АННЕТА

      В начале 1815 года Батюшков написал стихотворение-воспоминание, получившее впоследствии широкую известность: именно оно приходит на ум при упоминании имени Батюшкова. Стихотворение называется «Мой гений», и речь в нем идет о некоем поэтическом «хранителе-гении», который один остается поэту «в утеху... разлуке», который один дает еще силы существовать и бороться с непонятною, запутанною жизнью.
      Но стихотворение это чаще всего вспоминается по его первым строкам:

О, память сердца! ты сильней 
Рассудка памяти печальной...

      Батюшков многократно употреблял это выражение — «память сердца», взятое из афоризма французского мыслителя Ж. Масье. Он очень широко толковал это выражение и объяснению его посвятил специальную статью, написанную тоже в 1815 году,— «О лучших свойствах сердца».
      «Память сердца» — это для Батюшкова трепетное и органичное чувство, основа человеческой добродетели, человеческой благодарности и искренней, глубокой любви. Не случайно две приведенные строчки стихотворения «Мой гений» стали своеобразным символом «пушкинской» поэтической гармонии. Такой признанный знаток и ценитель Пушкина, как поэт Аполлон Майков, был даже обманут этими строками: на одном из собраний своих стихотворений он напечатал их в качестве эпиграфа из Пушкина... А само стихотворение «Мой гений» стало самым «романсным» стихотворением Батюшкова: начиная с М. И. Глинки его перекладывали на музыку многие русские композиторы.
      В элегии «Мой гений» речь идет о воспоминании какой-то тайной, страстной и возвышенной поэтической любви, той, которая навечно остается в сердце...

Я помню голос милых слов, 
Я помню очи голубые, 
Я помню локоны златые 
Небрежно вьющихся власов. 
Моей пастушки несравненной 
Я помню весь наряд простой, 
И образ милый, незабвенной 
Повсюду странствует со мной...

      Основой этого вдохновенного стихотворения явилось реальное увлечение реальной женщиной. Кульминация этого увлечения относится к осени 1814 года, ко времени частых пребываний Батюшкова в доме Олениных.
      «О, память сердца!..» В воспоминаниях о Батюшкове одна из немногих близких поэту женщин Е. Г. Пушкина оставила его великолепный портрет, замечательный прежде всего тем, что он передает нам то впечатление, которое Батюшков производил на женщин:
      «Батюшков был небольшого роста; у него были высокие плечи, впалая грудь, русые волосы, вьющиеся от природы, голубые глаза и томный взор. Оттенок меланхолии во всех чертах его лица соответствовал его бледности и мягкости его голоса, и это придавало всей его физиономии какое-то неуловимое выражение. Он обладал поэтическим воображением; еще более поэзии было в его душе. Он был энтузиаст всего прекрасного. Все добродетели казались ему достижимыми. Дружба была его кумиром, бескорыстие и честность — отличительными чертами его характера. Когда он говорил, черты лица его и движения оживлялись, вдохновение светилось в его глазах. Свободная, изящная и чистая речь придавала большую прелесть его беседе. Увлекаясь своим воображением, он часто развивал софизмы, и если не всегда успевал убедить, то все же не возбуждал раздражения в собеседнике, потому что глубоко прочувствованное увлечение всегда извинительно само по себе и располагает к снисхождению. Я любила его беседу и еще более любила его молчание. Сколько раз находила я удовольствие в том, чтоб угадывать и мимолетную мысль его, и чувство, наполнявшее его душу в то время, когда он казался погруженным в мечтания. Редко ошибалась я в этих случаях. Тайное сочувствие открывало моему сердцу все то, что происходило в его душе»8.

(ДАННЫЕ УПРАЖНЕНИЯ):
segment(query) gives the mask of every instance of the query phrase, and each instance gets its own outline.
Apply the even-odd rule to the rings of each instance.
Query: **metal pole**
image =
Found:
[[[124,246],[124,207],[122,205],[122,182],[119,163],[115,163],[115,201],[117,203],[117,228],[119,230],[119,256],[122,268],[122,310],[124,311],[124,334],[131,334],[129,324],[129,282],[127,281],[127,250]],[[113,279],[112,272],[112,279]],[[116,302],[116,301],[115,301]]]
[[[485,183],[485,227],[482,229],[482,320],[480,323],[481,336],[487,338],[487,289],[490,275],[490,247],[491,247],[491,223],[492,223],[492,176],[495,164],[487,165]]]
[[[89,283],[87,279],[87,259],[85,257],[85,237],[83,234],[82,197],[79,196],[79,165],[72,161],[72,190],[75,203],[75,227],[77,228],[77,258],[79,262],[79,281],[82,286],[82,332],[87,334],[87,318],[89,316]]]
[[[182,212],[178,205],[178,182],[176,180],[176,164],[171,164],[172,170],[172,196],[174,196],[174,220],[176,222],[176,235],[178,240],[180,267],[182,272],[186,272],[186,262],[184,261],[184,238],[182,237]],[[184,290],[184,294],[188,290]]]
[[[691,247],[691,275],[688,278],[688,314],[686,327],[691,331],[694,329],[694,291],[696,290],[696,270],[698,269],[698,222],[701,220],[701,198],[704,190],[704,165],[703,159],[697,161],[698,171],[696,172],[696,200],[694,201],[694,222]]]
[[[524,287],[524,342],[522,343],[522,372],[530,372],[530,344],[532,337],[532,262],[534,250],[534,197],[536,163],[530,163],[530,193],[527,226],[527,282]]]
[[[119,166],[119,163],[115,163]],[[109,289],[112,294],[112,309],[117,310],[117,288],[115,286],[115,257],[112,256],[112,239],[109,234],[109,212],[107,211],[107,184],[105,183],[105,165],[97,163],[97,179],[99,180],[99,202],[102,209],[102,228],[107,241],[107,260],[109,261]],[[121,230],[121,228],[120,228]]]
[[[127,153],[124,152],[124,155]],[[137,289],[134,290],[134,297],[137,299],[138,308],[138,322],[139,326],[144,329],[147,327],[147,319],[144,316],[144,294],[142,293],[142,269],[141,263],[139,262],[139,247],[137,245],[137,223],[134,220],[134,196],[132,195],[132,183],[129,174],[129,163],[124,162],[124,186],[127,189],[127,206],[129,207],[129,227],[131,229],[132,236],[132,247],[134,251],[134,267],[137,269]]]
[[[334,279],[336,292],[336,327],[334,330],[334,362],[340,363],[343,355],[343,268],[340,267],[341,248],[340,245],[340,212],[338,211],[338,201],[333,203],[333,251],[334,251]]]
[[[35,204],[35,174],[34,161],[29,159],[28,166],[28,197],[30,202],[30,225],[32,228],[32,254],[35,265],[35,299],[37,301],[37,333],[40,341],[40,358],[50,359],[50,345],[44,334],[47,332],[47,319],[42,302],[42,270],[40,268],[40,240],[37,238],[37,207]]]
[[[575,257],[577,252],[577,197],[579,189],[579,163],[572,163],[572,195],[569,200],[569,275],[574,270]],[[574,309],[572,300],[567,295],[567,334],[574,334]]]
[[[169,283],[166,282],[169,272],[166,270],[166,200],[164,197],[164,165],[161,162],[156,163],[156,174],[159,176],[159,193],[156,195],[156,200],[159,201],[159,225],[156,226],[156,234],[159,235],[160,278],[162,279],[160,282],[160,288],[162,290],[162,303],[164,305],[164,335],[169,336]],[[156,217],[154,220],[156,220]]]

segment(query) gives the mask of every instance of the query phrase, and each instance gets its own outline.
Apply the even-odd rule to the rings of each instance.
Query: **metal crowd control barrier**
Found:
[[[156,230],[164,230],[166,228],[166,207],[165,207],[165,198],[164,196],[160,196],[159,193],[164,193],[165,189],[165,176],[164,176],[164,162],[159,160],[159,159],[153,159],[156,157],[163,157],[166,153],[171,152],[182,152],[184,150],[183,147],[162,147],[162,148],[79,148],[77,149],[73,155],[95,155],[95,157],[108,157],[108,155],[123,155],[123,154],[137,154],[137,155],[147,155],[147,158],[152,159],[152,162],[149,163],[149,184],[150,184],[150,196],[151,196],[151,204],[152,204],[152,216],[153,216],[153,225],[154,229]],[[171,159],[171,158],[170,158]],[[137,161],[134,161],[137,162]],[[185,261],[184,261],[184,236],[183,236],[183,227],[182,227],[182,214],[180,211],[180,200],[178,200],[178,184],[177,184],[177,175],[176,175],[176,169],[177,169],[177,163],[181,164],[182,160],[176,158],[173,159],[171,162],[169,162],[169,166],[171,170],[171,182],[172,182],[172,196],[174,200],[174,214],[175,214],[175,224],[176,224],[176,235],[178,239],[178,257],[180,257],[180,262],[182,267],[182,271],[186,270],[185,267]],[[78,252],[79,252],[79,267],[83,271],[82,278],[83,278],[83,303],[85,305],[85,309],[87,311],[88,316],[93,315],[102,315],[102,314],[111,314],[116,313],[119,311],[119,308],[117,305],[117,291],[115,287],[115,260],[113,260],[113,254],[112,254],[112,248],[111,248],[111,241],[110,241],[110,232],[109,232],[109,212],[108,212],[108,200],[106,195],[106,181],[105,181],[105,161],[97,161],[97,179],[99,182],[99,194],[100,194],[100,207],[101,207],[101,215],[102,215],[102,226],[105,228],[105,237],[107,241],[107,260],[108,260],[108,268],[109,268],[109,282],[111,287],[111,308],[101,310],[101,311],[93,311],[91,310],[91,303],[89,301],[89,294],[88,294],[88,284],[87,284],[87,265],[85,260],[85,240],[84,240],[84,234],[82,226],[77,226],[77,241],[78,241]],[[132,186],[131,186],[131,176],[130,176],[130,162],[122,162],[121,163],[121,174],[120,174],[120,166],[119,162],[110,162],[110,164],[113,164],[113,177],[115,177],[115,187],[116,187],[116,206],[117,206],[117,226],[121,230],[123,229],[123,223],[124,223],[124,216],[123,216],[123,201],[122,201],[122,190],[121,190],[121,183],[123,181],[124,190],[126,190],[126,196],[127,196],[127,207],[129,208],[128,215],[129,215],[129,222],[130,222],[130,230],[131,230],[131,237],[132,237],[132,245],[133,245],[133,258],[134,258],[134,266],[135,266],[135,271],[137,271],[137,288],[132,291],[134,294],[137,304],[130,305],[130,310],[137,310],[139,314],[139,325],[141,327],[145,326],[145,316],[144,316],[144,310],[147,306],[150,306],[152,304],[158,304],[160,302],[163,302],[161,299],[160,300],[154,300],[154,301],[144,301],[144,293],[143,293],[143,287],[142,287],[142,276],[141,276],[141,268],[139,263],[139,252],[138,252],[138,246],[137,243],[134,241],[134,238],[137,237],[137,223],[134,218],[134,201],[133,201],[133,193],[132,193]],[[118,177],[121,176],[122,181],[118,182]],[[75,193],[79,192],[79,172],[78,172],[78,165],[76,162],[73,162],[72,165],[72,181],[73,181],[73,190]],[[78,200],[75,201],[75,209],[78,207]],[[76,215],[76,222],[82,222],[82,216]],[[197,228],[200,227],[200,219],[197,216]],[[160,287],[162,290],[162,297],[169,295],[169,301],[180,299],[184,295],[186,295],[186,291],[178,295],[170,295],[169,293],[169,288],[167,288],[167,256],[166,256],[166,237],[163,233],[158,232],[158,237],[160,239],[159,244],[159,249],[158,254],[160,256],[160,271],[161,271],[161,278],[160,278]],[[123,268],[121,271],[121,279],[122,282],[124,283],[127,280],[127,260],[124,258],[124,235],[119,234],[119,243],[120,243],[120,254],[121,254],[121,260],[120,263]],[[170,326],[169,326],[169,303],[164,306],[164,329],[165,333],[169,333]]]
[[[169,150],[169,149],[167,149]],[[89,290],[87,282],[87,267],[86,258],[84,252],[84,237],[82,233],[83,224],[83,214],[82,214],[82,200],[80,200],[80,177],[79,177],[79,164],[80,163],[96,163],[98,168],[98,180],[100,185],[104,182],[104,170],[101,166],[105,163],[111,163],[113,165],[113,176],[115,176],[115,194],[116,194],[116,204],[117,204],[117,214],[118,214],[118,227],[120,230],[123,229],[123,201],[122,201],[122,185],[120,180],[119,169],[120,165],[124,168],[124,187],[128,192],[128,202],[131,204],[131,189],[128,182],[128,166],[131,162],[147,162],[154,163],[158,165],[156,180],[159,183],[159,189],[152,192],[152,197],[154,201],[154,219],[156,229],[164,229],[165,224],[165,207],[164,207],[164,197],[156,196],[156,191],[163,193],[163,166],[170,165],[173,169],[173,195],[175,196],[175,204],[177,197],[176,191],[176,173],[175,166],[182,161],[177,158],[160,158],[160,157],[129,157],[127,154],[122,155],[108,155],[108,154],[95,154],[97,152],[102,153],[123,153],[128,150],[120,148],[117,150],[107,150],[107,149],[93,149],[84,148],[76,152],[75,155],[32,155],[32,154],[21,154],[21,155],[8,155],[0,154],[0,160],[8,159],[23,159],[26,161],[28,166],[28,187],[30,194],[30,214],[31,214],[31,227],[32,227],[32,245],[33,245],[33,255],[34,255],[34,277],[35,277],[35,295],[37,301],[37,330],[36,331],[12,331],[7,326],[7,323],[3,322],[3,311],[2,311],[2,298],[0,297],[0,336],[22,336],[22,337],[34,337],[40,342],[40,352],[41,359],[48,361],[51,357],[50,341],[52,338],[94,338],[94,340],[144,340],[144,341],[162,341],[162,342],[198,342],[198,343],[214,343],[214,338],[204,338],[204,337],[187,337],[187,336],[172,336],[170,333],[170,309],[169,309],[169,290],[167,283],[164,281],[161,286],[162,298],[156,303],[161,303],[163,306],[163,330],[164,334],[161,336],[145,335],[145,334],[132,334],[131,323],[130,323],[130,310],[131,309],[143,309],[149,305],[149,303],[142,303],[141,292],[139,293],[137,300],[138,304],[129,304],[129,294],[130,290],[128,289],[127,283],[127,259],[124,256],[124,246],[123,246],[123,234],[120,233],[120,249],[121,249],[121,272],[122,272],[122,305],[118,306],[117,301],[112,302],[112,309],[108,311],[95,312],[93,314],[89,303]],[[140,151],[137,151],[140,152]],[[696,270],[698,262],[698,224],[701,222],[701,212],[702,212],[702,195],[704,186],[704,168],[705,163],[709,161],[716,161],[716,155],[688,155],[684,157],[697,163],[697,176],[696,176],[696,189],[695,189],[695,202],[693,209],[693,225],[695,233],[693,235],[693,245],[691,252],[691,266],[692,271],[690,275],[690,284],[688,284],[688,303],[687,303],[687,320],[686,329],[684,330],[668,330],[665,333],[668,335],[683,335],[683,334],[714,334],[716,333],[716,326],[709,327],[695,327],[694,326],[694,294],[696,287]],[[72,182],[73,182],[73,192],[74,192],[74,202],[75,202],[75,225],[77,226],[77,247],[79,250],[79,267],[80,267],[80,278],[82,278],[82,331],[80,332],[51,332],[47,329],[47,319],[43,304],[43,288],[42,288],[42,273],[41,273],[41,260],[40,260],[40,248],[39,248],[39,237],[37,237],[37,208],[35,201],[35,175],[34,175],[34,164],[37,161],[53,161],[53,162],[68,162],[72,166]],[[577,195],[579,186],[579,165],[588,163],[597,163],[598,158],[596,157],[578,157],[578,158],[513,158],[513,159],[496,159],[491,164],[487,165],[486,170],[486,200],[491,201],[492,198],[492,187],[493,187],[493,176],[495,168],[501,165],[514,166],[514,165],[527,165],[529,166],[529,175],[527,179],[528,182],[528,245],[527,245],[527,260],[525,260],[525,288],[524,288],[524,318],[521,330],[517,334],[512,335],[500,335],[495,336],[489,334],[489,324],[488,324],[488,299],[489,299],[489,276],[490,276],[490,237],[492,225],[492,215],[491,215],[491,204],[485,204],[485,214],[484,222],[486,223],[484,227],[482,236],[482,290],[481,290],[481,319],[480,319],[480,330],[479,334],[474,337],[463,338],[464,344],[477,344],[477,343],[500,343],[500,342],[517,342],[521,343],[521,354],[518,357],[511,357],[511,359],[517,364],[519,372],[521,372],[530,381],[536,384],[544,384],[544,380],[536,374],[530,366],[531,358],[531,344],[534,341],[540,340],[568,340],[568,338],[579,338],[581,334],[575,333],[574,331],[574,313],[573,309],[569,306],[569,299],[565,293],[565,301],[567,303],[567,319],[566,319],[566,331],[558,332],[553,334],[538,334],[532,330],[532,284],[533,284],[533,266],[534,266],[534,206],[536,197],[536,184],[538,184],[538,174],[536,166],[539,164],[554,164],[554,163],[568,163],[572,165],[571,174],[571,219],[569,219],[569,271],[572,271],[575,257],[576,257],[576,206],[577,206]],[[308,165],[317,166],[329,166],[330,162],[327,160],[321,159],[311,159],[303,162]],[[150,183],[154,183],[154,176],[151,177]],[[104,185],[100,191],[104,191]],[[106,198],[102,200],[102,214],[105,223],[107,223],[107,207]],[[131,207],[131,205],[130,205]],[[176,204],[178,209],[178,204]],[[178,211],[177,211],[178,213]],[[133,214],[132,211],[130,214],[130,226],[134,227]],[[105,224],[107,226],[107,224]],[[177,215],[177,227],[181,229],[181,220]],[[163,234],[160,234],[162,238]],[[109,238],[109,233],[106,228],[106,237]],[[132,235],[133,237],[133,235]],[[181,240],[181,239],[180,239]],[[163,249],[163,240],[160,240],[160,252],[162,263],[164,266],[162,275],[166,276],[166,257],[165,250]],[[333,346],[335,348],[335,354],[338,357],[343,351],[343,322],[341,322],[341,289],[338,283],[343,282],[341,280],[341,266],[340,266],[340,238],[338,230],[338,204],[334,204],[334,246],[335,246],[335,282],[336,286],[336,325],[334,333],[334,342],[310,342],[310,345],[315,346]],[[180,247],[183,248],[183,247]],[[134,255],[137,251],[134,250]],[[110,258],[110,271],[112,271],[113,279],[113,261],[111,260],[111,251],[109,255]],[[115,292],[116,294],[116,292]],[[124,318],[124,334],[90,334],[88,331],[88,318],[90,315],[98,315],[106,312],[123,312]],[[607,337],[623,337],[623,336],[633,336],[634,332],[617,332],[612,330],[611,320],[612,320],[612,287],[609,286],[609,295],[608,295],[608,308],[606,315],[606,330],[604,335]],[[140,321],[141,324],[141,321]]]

(УСЛОВИЕ ЗАДАНИЯ):
Ответьте по тексту о Батюшкове на три вопроса:
1. В начале какого года Батюшков написал стихотворение «Мой гений»?
2. Из афоризма какого мыслителя взято выражение «память сердца»?
3. Какие глаза были у Батюшкова, по описанию Е. Г. Пушкиной?

(ОТВЕТ К ЗАДАНИЮ):
1. В начале 1815 года.
2. Из афоризма французского мыслителя Ж. Масье.
3. Голубые глаза.